### REQUIRED ACTION
Print what the records say exactly, and omit the pictures.
-- Opening Marker --
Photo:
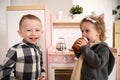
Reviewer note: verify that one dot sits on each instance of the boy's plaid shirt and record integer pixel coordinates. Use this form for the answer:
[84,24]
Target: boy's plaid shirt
[23,61]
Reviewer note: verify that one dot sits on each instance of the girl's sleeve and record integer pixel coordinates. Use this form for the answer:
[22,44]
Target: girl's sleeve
[42,67]
[7,67]
[97,58]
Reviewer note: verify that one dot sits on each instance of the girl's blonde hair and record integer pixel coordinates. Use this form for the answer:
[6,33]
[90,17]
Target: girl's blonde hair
[99,25]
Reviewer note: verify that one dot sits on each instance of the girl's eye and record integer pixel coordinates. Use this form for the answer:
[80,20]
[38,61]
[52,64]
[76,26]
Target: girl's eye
[37,30]
[87,30]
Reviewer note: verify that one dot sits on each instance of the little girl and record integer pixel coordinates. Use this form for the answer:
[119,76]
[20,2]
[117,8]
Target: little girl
[98,60]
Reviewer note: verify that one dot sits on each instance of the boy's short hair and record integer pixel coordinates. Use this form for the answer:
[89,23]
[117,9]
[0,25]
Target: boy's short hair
[99,25]
[28,16]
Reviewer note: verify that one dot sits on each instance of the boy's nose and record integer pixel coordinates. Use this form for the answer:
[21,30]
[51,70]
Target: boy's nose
[33,32]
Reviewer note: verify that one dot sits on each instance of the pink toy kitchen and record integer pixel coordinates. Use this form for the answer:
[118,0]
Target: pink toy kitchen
[57,40]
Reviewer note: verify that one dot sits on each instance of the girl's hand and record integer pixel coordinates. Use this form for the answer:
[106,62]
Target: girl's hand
[42,78]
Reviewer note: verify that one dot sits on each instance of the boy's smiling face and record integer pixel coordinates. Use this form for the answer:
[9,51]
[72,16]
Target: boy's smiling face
[31,30]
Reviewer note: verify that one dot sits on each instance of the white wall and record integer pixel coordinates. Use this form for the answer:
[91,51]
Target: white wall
[100,6]
[3,37]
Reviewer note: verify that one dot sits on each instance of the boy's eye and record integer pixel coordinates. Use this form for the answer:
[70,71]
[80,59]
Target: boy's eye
[28,30]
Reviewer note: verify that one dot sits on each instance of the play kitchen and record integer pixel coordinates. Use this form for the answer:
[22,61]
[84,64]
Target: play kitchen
[60,44]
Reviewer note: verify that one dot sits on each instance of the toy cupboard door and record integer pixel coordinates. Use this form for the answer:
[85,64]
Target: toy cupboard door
[117,43]
[14,14]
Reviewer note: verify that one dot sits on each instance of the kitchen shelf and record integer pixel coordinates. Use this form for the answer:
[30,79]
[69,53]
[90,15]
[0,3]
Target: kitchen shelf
[66,23]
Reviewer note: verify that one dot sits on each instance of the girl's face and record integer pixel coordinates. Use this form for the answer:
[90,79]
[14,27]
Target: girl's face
[31,30]
[89,31]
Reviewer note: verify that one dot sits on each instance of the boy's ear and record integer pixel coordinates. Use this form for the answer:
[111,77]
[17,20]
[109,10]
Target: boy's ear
[102,16]
[19,32]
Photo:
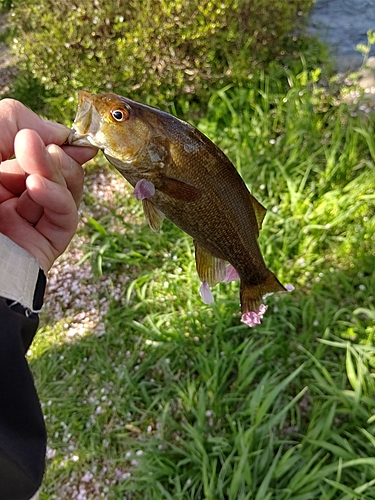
-- Closing Marker --
### EXERCISE RESULT
Photo:
Reviewer note: verify that one dot sits on each instance of the boy's plaid shirt and record integer pixel coordinates. Use this form for the answer:
[84,24]
Target: boy's plaid shirt
[23,61]
Reviewer note: verify that one dot sits on each instance of the girl's sleeve and record integer pixel coordinates. Use this form for the answer:
[22,44]
Target: girl's sleeve
[42,67]
[7,67]
[97,58]
Reviewer note: verify that one dot sits on each instance of the girl's blonde hair and record integer pixel coordinates. Use this form for the answer:
[6,33]
[90,17]
Target: girl's blonde hair
[99,25]
Reviewer note: verify that one dot sits on each instance of the girl's eye and record integer pixel coordinates. Use this form for the answer:
[80,20]
[38,61]
[52,64]
[76,26]
Target: girl's eye
[37,30]
[87,30]
Reviewer note: verify that one dot sits on each instance of the little girl and record integer pixel coordinates. Use this form for the answer:
[119,76]
[20,2]
[117,8]
Target: little girl
[98,60]
Reviewer note: verify that one dot sits on each instance of the boy's short hair and record integer pixel coordinates. Use this form for the answer:
[89,23]
[117,9]
[0,25]
Target: boy's short hair
[99,25]
[28,16]
Reviewer note: verify that one dot sits on each instance of the boy's nose and record integer pixel coordinates. Use this form for the answer:
[21,30]
[51,70]
Target: boy's nose
[33,32]
Reviewer note: verify that one dot sits on each instance of the pink toy kitchen and record integer pixel coordinates. Use this form for the answer:
[118,0]
Target: pink toy kitchen
[57,40]
Reviewer note: verify that one dot sits on each instance of the girl's hand and record integer pixel coordinates. Use this form for the answer:
[106,62]
Target: girl's hand
[42,78]
Reviewer note: verify that one dot sits on each instance of the boy's smiling face and record integer pixel coordinates. Use this form for the answer:
[9,51]
[72,16]
Target: boy's smiling face
[31,30]
Reviewer note: verify that one dot sits on each instance of the white wall and record integer pixel coordinates. Use this form for the answer:
[91,51]
Target: white wall
[100,6]
[3,37]
Reviewer note: verify that one dot sits on each instance of the boy's eye and record integer pixel coordinates. Use this form for the answer:
[70,71]
[80,59]
Target: boy's eye
[28,30]
Reviewer note: verify that one dot sits on each instance of the play kitchen and record integer pixel coordinates. Use this form for the answer:
[22,61]
[84,64]
Target: play kitchen
[60,44]
Reviewer note: verify that one dot sits on each instance of the toy cupboard door and record integer pixel coordinates. Use this form for the answer:
[85,64]
Target: toy cupboard door
[117,43]
[14,14]
Reviewer note: verify that one dot sits on each instance of the kitchen shelf and record integer pixel coordinates. Use this form for the answer:
[30,79]
[69,53]
[90,15]
[0,3]
Target: kitchen shelf
[66,23]
Reviewer note: verify that one dot sits on each instance of the girl's face and record integer pixel coordinates. Use this form for the answer:
[90,79]
[14,27]
Target: girl's face
[31,30]
[89,31]
Reviewer note: verify that one dot sits on each instance of the boy's ear and record integer pixel coordinates. Use this form for the answer:
[111,77]
[17,20]
[109,10]
Target: boy's ear
[102,16]
[19,32]
Photo:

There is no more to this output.